AIM OF THE EXERCISE ->
Only the pictures should be dropped; every line of the data must come back exactly as written.

(AVAILABLE RECORDS begins)

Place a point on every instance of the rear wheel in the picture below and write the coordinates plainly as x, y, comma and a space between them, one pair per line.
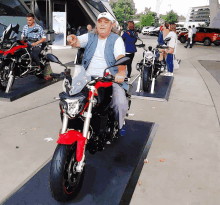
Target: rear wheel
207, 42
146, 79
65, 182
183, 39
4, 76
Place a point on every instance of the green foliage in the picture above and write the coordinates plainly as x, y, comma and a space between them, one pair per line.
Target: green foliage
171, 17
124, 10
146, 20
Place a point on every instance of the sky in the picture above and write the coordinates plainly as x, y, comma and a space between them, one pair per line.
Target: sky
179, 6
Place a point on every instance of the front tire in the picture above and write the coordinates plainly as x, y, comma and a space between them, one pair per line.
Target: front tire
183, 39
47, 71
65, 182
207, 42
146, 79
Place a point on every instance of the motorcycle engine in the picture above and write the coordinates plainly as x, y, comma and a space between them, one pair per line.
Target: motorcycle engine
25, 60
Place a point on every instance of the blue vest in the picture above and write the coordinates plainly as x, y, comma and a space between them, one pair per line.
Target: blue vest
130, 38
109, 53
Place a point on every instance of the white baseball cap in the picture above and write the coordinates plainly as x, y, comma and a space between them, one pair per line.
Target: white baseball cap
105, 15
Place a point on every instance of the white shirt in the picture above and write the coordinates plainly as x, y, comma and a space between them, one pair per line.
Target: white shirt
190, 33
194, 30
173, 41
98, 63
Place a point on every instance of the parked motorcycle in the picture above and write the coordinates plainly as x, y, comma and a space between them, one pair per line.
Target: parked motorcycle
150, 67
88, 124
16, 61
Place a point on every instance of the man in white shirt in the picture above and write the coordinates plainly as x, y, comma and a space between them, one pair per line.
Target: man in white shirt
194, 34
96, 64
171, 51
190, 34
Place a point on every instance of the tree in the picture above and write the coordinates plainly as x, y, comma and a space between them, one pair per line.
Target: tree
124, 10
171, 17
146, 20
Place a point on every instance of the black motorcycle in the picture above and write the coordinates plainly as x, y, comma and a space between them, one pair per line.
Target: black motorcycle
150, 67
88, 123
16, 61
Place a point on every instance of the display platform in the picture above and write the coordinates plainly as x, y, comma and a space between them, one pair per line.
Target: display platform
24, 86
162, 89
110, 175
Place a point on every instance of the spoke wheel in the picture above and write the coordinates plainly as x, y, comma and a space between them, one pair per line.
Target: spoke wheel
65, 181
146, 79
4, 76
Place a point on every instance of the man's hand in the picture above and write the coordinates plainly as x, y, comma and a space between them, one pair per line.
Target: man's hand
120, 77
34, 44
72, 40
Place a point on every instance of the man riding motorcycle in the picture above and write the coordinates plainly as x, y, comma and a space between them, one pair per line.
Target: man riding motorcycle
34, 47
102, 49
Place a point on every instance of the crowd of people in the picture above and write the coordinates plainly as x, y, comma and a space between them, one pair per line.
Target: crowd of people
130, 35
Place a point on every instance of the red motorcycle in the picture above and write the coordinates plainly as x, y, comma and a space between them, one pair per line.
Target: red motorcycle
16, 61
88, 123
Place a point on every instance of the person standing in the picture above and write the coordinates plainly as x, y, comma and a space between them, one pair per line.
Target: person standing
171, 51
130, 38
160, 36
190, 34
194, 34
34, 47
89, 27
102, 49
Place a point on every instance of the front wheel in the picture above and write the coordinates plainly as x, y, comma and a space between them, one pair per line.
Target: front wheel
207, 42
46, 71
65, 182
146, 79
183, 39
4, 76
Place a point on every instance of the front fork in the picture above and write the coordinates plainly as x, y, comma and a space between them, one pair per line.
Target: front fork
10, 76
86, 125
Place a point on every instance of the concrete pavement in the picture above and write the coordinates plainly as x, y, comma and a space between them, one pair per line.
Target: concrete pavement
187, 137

(AVAILABLE RECORDS ends)

RESPONSE TO THE TASK ->
Place a point on every instance of the rear wheel in the picture below and write the coordinates plainly as x, y, comma and a space between them, one pair per line.
Target: rear wheel
207, 42
146, 79
65, 182
183, 39
4, 76
Place a point on every instance of the green foliage in the picture above and write the coordinates plainly as x, y, comma and a space between them, one pair per line.
Target: green foliage
171, 17
124, 10
146, 20
Place a point on every instance of the sky in the picture above and write the coordinates plainly as x, y, comma and a space between them, one pair per line.
Target: sky
179, 6
Place a point on every instance of the front tire in the picture above and write the coordinates plainly as x, y, comma and a space between them, one pair per line.
Target: front tire
183, 39
47, 71
65, 182
207, 42
146, 79
Place a point on every instance of the motorcycle engine in the picture above and write the coordinates plainly as x, y, comma and a space between them, one pair per line.
Target: motorcycle engine
25, 60
Place a point on every instance of the blue vest in the picture above and write the coordinates plainly as x, y, comma and a space between them, one pair per line.
Target: blue vest
130, 38
109, 53
Place a point on every instance of the white baseball cap in the picture above and write the coordinates plainly as x, y, comma and a space between them, one pair per line.
Target: white baseball cap
105, 15
Place a point on every instance of the white shirt in the picture above and write the coordinates plainly as x, y, comma and a space between them, one pair per line.
Target: white shirt
190, 33
194, 30
173, 41
98, 63
Place a point on every instance of the parked motorcycle in the picture above and write the coordinates plainly as x, y, comma and a space between them, one pair per line.
Target: parked motorcycle
150, 67
88, 124
16, 61
Place a point on every instance of the man in white shirt in the picture above and write the coordinates plainly as x, y, comma and a space between them, one pair per line.
Target: man in white shirt
194, 34
96, 64
171, 51
190, 34
Place a point on every instance of the tree in the picture above and write the coordinates plainly as x, y, comma and a space between them, one pair per line.
Target: tree
124, 10
171, 17
146, 20
Place a point on every instance of the black motorcycle in the picture above and write the coordinates plainly as x, y, comma and a space between them, one pair per line.
Target: black motorcycle
150, 67
88, 123
16, 61
Place a point on every instance of the display platform in the picture above and write the coordinates plainly as x, y, comma and a space between them, one pair per line.
Target: display platform
24, 86
162, 89
110, 175
Place a point on every instance of the spoke wheel in the picture above and write the coordinates plainly as x, y, comma and a space between them, one pair per line.
Target: spoke wheel
65, 181
146, 79
4, 76
Place a point on every instance of the man's hand in the picture above and write the coordinates plainly as x, y, comma and a space between them, one pair per line.
Target: man's hand
120, 77
34, 44
72, 40
Place a point on every instance of the man riding motorcycle in the picture above and write the coordinates plainly as x, y, comma and a space between them, one pair per line.
Target: man riding motorcycle
34, 47
102, 49
Place a point on every instance of the crowd of people in the picture above and write the coordinates plainly as x, y, comma and a space between them, one pair per line.
Target: crowd of people
130, 35
Place a point on every instance of the red motorcycle in the picture above and write the coordinates plainly as x, y, comma and a space between them, one pair per line.
Target: red motorcycle
16, 61
88, 123
Place a point on every instance of the person standing in the picture above and write the coordinates plainly as x, y, comma and a space between them, one pair per line.
Target: person standing
171, 51
130, 38
160, 36
190, 34
194, 34
34, 47
89, 27
102, 49
Place a point on every instance of the front wheel in the picture above and write the coordinates plainly as x, y, comma and a space between them, one pair per line.
Target: front wheel
207, 42
46, 71
65, 182
146, 79
183, 39
4, 76
Place a point on every instance of the front fork in the picture above and write the coordinates plainly as x, y, comma and a space between them, one pair per line.
Target: front fork
10, 76
86, 125
Place a point on every instance of the concrete pavement in the picture above and write the coordinates plainly as x, y, comma and a space between them, one pair per line.
Target: concrete pavement
187, 137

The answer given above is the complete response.